**Task set**:
(a) In the essay on the Next.js exploit, what did the compromised process try to download?
(b) Please pick up the essay on the Next.js exploit right after its last sentence and carry it forward.

**Document excerpt**:
------------------------

A Computer Runs Code

a Next.js RCE, a long habit, the day it caught something, and the year after

Reconstructed from Slack screenshots, firewall logs, and the SOC 2 incident report. Names and specific identifiers are anonymized; the conversations, the sequence, and the technical details are real.

There is a thing every working developer does, every day, that we have collectively decided not to think about.

We run code we did not write.

Not in some abstract sense. Literally. The dependency you installed this morning, the colleague's branch you checked out to review, the example app from the vendor you're evaluating, the framework you upgraded last week — all of it executes on your machine, as your user, with your filesystem, your network, your SSH keys, your cloud credentials, your everything. The industry's answer to this is mostly: try not to think about it. Pin your versions. Glance at the deprecation warnings. Hope.

I have been thinking about it for a long time. Not because anything in particular happened, but because of a single observation that I've never quite been able to set down:

A computer runs code. Any code.

That is the entire thing it does. If something can place code on the machine, that code will run. If it can place code that runs as me, the code can do what I can do. The defensive question is not whether code will run — it will — but what running code is permitted to reach.

This piece is about how that orientation has slowly shaped the machine I work on, over years of small adjustments, and about one day a few months ago when one of those adjustments caught something, and about the year that followed.

I run each client project on my dev machine under its own unprivileged user, inside a bwrap sandbox, behind a default-deny outbound firewall that alerts me when something tries to leave that isn't on the allow-list. The machine sits behind a second outbound filter on a separate box, on the assumption that any defense running on the same hardware as the threat can be disabled by the threat. I built this over years for the same reason most developers don't: I couldn't stop thinking about the fact that a computer runs code, any code, and that running code reaches whatever you let it reach. When other developers have called it overkill, I have not argued. Last December a Next.js RCE proved them wrong.

the morning

A few months ago, a known remote-code-execution vulnerability in Next.js was being actively exploited in the wild. Scanners came around. One of them reached a project I was actively developing for a client. The project was, during a small window that morning, three things at once: running an unpatched version of the framework, with a webhook endpoint exposed, behind a port forward I hadn't yet closed.

The exploit attempt succeeded, in the sense that the framework did the thing it shouldn't. The compromised process tried to call out — specifically, to download a binary from a path that looked like /word/arch, the kind of architecture-tagged URL that suggests commodity malware with payloads ready for whatever it lands on. The local firewall denied the outbound connection and alerted me. Default-deny, with a notification on hits. The log line is unremarkable:

DROP OUT proto=tcp dst=[redacted] dport=80 uid=project-runtime

That's it. That's the whole save, that morning. The second-stage never arrived. Whatever the attacker had planned to do next, they could not do, because the only thing they had reached was a process that could not reach the internet on its own behalf.

------------------------

**Dataset content**:
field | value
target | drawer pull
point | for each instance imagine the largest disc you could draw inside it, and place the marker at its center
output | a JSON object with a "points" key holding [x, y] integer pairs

------------------------

**Exercise answers**:
(a) A binary from a path that looked like /word/arch.

(b)
It would not be the last save from that compromise. In the days that followed, before the wipe, more than ten distinct IPs would show up in the firewall log, each one a different command-and-control endpoint, each one denied by the same rule. My first guess, while it was happening, was that the dropper had landed on my box and was beaconing out periodically — patient, on idle. I was wrong. What I worked out later was that there was no persistent implant; the vulnerability was the persistent thing. The endpoint stayed reachable; the CVE stayed exploitable; scanners kept finding the endpoint and running the exploit; each successful exploit produced one fresh curl-out attempt to whatever payload server that scanner had been configured to use. The picture in my head had been "an implant retrying." The picture that fit the data was "the same wound, picked at by different hands, every day."

The allow-list rule didn't care about specific addresses. It was a small list of destinations the project actually needed, with everything else dropped. That distinction matters more than it looks. A blocklist requires you to know in advance which addresses are malicious; the attacker only needs to rotate to a new one to defeat it. An allow-list requires you to know which addresses are good; the attacker can rotate forever and never find one. The architecture I had wasn't beating a specific IP. It was beating a category. It also wasn't beating a single exploit attempt — it was beating every exploit attempt the same vuln produced, against the same wound, until I closed the wound.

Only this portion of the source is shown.